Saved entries
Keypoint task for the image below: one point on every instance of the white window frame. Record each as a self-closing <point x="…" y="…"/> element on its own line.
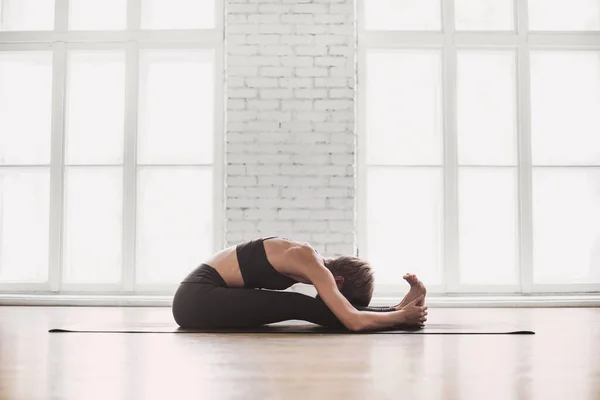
<point x="520" y="40"/>
<point x="132" y="39"/>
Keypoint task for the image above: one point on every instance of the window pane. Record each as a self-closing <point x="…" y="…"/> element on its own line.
<point x="403" y="15"/>
<point x="404" y="107"/>
<point x="404" y="223"/>
<point x="174" y="222"/>
<point x="565" y="104"/>
<point x="566" y="225"/>
<point x="25" y="107"/>
<point x="97" y="15"/>
<point x="93" y="225"/>
<point x="24" y="225"/>
<point x="486" y="108"/>
<point x="178" y="14"/>
<point x="95" y="107"/>
<point x="26" y="15"/>
<point x="488" y="15"/>
<point x="488" y="226"/>
<point x="176" y="120"/>
<point x="564" y="15"/>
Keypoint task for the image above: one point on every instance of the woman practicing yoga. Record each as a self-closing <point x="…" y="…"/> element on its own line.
<point x="223" y="293"/>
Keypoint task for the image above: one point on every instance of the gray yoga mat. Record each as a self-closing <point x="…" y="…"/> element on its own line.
<point x="167" y="327"/>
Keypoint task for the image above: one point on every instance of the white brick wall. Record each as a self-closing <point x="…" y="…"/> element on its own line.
<point x="290" y="76"/>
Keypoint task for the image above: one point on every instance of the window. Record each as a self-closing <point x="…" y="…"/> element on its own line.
<point x="479" y="145"/>
<point x="109" y="143"/>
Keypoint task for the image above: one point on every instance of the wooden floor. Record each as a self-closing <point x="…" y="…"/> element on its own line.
<point x="562" y="361"/>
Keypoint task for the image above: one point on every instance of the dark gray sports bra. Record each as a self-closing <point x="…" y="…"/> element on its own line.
<point x="256" y="269"/>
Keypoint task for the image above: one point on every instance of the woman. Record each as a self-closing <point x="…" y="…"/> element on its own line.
<point x="223" y="292"/>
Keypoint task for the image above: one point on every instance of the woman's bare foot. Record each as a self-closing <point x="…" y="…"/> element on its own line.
<point x="417" y="288"/>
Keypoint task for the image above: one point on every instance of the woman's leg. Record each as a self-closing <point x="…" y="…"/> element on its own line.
<point x="206" y="306"/>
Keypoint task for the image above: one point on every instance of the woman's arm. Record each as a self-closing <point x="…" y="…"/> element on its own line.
<point x="303" y="260"/>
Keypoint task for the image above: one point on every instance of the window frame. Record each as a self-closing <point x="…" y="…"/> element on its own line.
<point x="132" y="39"/>
<point x="522" y="42"/>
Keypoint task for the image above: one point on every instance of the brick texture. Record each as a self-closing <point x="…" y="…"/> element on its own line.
<point x="290" y="121"/>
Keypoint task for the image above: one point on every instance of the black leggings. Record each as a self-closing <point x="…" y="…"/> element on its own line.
<point x="203" y="300"/>
<point x="207" y="302"/>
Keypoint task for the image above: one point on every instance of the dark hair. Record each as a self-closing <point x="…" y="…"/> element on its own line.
<point x="358" y="278"/>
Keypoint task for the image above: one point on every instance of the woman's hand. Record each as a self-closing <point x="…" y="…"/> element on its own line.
<point x="414" y="314"/>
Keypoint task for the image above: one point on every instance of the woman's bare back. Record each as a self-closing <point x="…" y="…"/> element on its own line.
<point x="227" y="265"/>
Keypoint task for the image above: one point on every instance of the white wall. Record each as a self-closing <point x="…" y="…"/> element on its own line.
<point x="290" y="121"/>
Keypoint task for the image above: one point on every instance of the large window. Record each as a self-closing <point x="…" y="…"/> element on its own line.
<point x="479" y="143"/>
<point x="109" y="142"/>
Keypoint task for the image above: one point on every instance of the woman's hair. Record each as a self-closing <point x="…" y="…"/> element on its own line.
<point x="358" y="278"/>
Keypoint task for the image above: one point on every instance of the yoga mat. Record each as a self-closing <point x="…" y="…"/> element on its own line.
<point x="169" y="327"/>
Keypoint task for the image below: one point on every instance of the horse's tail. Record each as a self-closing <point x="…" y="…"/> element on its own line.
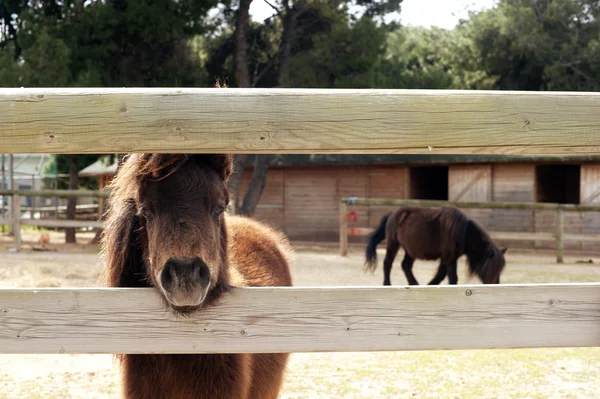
<point x="373" y="239"/>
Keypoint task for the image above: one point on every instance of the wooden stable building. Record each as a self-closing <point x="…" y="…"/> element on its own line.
<point x="302" y="197"/>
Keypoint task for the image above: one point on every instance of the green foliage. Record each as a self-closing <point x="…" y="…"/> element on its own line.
<point x="59" y="164"/>
<point x="344" y="56"/>
<point x="416" y="58"/>
<point x="540" y="45"/>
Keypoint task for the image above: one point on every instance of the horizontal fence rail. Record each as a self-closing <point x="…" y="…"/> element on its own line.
<point x="115" y="120"/>
<point x="16" y="221"/>
<point x="558" y="236"/>
<point x="324" y="319"/>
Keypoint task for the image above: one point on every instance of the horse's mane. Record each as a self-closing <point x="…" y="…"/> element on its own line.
<point x="455" y="224"/>
<point x="121" y="244"/>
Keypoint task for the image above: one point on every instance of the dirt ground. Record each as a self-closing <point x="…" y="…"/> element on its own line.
<point x="539" y="373"/>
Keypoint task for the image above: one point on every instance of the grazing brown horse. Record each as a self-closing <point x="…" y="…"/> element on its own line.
<point x="435" y="233"/>
<point x="166" y="229"/>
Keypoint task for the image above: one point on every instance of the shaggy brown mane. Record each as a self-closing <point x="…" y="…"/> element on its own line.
<point x="231" y="250"/>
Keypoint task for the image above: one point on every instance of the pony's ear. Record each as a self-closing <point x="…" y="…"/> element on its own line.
<point x="222" y="163"/>
<point x="122" y="248"/>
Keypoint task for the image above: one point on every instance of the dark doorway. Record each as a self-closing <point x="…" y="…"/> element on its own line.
<point x="429" y="183"/>
<point x="558" y="183"/>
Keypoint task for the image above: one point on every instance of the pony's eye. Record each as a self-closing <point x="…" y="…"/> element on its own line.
<point x="220" y="210"/>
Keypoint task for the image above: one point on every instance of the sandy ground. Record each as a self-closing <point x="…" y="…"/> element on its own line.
<point x="540" y="373"/>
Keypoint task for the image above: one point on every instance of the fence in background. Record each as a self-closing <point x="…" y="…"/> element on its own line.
<point x="558" y="236"/>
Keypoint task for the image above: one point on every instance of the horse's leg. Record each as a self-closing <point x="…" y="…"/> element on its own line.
<point x="390" y="254"/>
<point x="440" y="275"/>
<point x="452" y="276"/>
<point x="407" y="264"/>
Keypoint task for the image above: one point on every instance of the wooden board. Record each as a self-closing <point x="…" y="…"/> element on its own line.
<point x="111" y="120"/>
<point x="62" y="223"/>
<point x="350" y="319"/>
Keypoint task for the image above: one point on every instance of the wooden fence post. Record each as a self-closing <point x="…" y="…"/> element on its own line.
<point x="16" y="220"/>
<point x="559" y="235"/>
<point x="343" y="229"/>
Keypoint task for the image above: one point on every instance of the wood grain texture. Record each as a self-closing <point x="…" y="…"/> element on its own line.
<point x="62" y="223"/>
<point x="73" y="120"/>
<point x="297" y="319"/>
<point x="56" y="193"/>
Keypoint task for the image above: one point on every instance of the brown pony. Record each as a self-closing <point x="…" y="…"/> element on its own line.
<point x="435" y="233"/>
<point x="166" y="229"/>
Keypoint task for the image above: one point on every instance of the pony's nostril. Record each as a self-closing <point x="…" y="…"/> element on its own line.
<point x="204" y="275"/>
<point x="201" y="272"/>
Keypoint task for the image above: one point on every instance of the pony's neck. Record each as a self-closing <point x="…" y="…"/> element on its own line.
<point x="476" y="241"/>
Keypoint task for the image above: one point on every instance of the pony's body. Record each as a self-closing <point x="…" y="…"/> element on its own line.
<point x="435" y="233"/>
<point x="237" y="251"/>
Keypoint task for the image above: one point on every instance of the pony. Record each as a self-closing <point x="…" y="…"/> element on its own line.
<point x="166" y="229"/>
<point x="435" y="233"/>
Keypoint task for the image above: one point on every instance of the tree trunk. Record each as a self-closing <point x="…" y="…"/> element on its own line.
<point x="285" y="47"/>
<point x="256" y="186"/>
<point x="98" y="236"/>
<point x="72" y="201"/>
<point x="242" y="77"/>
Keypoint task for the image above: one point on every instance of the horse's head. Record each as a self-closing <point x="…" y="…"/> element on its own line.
<point x="491" y="265"/>
<point x="180" y="202"/>
<point x="484" y="258"/>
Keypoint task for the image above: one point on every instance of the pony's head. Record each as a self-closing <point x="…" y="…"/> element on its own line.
<point x="166" y="227"/>
<point x="484" y="258"/>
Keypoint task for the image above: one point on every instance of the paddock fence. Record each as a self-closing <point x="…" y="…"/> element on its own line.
<point x="559" y="236"/>
<point x="300" y="319"/>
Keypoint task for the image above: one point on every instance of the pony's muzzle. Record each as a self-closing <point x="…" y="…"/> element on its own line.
<point x="185" y="282"/>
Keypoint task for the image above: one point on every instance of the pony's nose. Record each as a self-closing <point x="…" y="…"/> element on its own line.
<point x="183" y="274"/>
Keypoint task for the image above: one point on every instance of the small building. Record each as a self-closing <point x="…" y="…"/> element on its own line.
<point x="28" y="172"/>
<point x="302" y="196"/>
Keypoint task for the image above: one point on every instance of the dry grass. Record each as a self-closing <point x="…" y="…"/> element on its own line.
<point x="542" y="373"/>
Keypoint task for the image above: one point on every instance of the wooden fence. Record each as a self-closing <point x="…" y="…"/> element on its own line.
<point x="79" y="320"/>
<point x="16" y="221"/>
<point x="558" y="236"/>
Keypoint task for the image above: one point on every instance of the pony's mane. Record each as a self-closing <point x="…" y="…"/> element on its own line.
<point x="120" y="241"/>
<point x="455" y="223"/>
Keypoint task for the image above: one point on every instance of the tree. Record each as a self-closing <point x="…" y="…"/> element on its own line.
<point x="533" y="45"/>
<point x="100" y="43"/>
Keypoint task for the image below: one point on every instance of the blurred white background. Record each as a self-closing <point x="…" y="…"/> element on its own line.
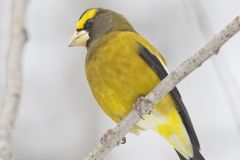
<point x="59" y="118"/>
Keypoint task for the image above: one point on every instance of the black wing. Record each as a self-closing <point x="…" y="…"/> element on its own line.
<point x="157" y="66"/>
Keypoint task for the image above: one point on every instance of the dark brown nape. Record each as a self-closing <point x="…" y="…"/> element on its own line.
<point x="107" y="21"/>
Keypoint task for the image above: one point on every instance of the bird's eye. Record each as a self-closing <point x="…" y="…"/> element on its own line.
<point x="88" y="24"/>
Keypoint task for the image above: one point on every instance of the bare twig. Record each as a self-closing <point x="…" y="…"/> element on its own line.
<point x="11" y="101"/>
<point x="210" y="49"/>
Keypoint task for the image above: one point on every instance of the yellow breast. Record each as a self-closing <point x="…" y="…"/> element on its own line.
<point x="117" y="74"/>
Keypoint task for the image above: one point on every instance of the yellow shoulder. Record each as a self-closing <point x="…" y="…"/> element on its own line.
<point x="140" y="39"/>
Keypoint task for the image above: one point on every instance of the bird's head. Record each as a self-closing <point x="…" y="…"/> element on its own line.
<point x="96" y="22"/>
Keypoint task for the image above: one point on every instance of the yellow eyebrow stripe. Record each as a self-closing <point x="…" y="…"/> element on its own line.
<point x="89" y="14"/>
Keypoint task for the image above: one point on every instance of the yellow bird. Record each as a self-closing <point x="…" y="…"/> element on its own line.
<point x="122" y="66"/>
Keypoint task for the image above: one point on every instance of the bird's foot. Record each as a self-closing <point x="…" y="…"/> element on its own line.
<point x="110" y="132"/>
<point x="104" y="138"/>
<point x="123" y="141"/>
<point x="137" y="106"/>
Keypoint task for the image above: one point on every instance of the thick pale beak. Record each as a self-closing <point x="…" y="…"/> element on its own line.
<point x="79" y="38"/>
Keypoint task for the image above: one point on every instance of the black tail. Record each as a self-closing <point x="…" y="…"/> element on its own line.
<point x="197" y="156"/>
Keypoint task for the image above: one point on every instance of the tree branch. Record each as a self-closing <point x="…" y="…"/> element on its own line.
<point x="18" y="38"/>
<point x="147" y="103"/>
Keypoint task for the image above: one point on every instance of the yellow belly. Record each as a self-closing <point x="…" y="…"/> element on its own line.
<point x="118" y="76"/>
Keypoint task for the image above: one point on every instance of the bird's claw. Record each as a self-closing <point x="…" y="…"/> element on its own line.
<point x="104" y="138"/>
<point x="138" y="107"/>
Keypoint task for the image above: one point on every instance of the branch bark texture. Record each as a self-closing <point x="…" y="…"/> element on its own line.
<point x="14" y="70"/>
<point x="148" y="102"/>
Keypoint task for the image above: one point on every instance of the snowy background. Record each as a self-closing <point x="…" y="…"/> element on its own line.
<point x="59" y="118"/>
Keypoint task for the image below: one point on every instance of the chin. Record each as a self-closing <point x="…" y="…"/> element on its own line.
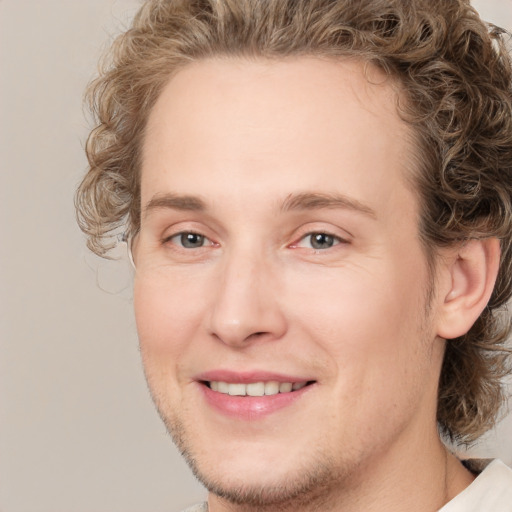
<point x="254" y="474"/>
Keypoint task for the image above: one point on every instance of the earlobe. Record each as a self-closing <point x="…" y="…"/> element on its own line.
<point x="470" y="274"/>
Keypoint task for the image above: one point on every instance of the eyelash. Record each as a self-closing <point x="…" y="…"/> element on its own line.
<point x="331" y="238"/>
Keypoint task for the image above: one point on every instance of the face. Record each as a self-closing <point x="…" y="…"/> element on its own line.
<point x="280" y="289"/>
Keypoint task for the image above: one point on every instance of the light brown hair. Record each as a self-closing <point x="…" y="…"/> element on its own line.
<point x="455" y="79"/>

Task objective:
Transcribe only the trailing portion of the entries above: the line that contains "of the face." and each line after it.

Solution to the problem:
Keypoint task for the image above: one point on every instance of the face. Record each as a self-closing <point x="…" y="…"/> element on its own line.
<point x="280" y="289"/>
Keypoint task for the image above: one point on every instance of the light brown hair. Record each as a self-closing <point x="…" y="…"/> element on its own line.
<point x="455" y="79"/>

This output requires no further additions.